(Region annotation entries)
★ ★ ★

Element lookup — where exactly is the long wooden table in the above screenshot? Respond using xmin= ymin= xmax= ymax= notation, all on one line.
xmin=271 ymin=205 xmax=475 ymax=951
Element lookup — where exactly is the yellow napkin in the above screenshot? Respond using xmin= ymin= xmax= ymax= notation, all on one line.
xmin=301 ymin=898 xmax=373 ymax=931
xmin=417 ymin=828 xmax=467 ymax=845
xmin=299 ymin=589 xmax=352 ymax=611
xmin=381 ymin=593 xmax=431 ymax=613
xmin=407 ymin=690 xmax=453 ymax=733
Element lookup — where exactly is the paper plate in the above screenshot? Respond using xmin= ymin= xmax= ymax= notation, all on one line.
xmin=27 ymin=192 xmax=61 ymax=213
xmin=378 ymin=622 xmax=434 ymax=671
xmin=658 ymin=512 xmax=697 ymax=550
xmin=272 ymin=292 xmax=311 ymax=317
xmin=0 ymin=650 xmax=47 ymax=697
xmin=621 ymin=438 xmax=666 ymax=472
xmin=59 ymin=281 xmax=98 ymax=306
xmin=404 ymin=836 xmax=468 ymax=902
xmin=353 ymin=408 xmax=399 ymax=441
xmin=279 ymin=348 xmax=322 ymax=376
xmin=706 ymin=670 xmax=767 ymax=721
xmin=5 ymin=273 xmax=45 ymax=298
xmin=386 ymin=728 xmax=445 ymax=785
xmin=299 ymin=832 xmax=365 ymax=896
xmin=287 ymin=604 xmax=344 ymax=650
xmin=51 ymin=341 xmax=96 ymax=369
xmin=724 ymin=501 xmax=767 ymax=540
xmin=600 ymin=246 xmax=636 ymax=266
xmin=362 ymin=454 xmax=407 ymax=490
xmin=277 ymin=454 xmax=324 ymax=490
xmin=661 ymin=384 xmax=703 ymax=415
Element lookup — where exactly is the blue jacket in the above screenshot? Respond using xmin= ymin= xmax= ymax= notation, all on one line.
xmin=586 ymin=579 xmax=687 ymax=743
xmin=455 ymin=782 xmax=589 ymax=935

★ ★ ★

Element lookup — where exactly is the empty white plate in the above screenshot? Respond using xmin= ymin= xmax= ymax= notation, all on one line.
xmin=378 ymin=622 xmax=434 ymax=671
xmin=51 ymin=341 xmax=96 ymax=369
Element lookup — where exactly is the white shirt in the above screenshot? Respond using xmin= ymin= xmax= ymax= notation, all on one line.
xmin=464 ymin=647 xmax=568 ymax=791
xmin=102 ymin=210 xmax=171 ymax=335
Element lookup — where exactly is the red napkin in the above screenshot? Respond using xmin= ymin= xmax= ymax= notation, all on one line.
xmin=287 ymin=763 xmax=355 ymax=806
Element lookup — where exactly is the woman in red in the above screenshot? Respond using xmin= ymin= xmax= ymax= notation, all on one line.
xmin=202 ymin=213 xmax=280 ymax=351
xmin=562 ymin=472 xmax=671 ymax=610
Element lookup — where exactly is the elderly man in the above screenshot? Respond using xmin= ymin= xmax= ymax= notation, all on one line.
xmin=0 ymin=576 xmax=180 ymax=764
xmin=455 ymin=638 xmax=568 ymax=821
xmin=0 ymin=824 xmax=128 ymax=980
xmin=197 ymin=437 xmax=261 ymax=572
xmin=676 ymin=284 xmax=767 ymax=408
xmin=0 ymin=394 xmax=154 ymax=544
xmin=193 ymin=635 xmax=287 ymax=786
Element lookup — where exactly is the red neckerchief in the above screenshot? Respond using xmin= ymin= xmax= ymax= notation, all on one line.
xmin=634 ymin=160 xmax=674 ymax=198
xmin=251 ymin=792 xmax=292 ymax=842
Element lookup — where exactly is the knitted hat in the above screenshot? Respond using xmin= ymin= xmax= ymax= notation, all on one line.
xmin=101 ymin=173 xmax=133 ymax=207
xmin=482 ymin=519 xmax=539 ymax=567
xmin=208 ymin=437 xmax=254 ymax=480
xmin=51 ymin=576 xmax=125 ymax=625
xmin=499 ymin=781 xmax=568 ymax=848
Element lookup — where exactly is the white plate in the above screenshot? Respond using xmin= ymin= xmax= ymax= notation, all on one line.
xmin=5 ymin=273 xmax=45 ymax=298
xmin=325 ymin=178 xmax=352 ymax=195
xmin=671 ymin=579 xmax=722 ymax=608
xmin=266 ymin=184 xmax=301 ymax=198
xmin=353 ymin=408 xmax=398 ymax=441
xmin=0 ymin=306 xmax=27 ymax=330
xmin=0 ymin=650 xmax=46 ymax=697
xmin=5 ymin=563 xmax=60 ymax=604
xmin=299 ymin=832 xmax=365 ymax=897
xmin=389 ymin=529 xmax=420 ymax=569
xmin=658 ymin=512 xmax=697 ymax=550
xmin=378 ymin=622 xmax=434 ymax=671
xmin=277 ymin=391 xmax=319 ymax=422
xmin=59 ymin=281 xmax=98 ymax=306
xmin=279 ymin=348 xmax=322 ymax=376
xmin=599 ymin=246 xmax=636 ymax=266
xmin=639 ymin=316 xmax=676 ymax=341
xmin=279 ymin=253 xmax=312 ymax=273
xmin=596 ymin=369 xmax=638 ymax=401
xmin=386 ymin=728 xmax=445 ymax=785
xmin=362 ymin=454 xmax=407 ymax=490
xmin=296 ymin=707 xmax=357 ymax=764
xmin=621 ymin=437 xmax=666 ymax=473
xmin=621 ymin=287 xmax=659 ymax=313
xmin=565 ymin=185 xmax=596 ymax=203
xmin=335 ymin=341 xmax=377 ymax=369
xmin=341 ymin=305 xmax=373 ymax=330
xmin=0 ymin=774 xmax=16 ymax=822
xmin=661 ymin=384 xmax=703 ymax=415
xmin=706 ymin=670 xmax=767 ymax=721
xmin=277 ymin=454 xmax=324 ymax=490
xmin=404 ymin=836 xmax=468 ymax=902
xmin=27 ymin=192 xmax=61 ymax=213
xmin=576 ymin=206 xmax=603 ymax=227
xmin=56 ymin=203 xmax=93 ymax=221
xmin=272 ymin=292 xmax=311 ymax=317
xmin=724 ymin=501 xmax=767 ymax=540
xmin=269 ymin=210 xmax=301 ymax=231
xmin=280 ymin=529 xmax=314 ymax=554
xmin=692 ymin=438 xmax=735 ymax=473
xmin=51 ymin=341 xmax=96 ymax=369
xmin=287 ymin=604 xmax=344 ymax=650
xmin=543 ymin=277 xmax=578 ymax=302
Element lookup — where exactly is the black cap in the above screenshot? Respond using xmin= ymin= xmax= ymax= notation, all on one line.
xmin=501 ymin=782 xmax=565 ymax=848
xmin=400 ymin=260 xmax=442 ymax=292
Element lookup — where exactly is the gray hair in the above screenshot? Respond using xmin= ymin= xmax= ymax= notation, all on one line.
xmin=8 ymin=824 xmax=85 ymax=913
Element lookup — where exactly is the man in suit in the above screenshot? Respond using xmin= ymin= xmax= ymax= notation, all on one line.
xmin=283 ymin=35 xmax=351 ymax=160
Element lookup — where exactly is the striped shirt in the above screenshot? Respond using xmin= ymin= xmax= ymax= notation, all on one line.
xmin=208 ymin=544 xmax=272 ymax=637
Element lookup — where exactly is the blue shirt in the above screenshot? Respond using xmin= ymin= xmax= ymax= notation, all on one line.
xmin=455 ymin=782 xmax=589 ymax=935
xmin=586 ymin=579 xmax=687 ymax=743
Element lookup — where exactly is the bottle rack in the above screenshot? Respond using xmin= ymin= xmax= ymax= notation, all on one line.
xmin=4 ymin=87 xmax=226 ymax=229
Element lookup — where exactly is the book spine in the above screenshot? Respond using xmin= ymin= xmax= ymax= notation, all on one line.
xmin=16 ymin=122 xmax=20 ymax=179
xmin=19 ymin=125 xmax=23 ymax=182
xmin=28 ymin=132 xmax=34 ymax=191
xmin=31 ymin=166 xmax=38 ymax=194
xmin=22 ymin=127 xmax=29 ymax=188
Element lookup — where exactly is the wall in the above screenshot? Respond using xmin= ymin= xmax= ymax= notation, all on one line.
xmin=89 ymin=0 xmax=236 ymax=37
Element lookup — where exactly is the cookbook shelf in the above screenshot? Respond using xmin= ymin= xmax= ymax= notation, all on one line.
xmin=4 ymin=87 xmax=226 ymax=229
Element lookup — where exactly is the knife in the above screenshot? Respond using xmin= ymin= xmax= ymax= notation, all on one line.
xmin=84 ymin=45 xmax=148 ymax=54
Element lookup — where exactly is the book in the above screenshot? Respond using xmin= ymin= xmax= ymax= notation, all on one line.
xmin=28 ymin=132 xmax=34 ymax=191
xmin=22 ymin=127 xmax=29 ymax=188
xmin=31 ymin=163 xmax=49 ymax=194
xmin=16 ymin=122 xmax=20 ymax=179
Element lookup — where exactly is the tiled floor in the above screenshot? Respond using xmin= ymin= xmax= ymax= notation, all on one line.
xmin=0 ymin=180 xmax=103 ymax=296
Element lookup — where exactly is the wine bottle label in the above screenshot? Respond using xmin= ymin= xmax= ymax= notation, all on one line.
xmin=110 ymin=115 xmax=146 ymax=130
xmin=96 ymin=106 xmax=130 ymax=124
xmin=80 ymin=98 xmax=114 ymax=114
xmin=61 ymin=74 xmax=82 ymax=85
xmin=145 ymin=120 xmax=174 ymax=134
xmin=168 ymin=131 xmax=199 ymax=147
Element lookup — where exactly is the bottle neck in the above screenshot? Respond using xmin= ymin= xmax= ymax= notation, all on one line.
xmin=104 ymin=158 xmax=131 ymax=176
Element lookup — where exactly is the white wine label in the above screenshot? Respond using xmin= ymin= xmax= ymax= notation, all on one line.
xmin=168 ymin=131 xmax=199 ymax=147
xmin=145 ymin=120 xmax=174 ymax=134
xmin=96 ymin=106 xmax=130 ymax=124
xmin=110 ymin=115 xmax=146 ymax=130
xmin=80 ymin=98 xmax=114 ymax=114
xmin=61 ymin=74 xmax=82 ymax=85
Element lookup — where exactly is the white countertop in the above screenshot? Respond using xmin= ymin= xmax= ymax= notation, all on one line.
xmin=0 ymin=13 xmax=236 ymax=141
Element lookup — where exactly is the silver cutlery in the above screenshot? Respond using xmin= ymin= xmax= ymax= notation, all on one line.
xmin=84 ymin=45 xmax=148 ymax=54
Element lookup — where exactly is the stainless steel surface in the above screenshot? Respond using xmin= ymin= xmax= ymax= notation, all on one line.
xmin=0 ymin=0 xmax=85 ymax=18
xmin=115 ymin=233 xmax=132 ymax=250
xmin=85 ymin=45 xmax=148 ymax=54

★ ★ ★

What to do
Transcribe the stretch of the data above from the line containing "Element lookup — where exactly is the silver" through the line containing "xmin=85 ymin=45 xmax=148 ymax=54", keeping every line exactly as it appears.

Exercise solution
Element lookup — where exactly is the silver cutlery in the above screenshot? Respond using xmin= ymin= xmax= ymax= notation, all on one line.
xmin=84 ymin=45 xmax=148 ymax=54
Element lookup — where exactly is the stainless steel surface in the above screenshot? Respond using xmin= ymin= xmax= ymax= notation, all on one line.
xmin=0 ymin=0 xmax=85 ymax=18
xmin=115 ymin=233 xmax=132 ymax=250
xmin=85 ymin=45 xmax=148 ymax=54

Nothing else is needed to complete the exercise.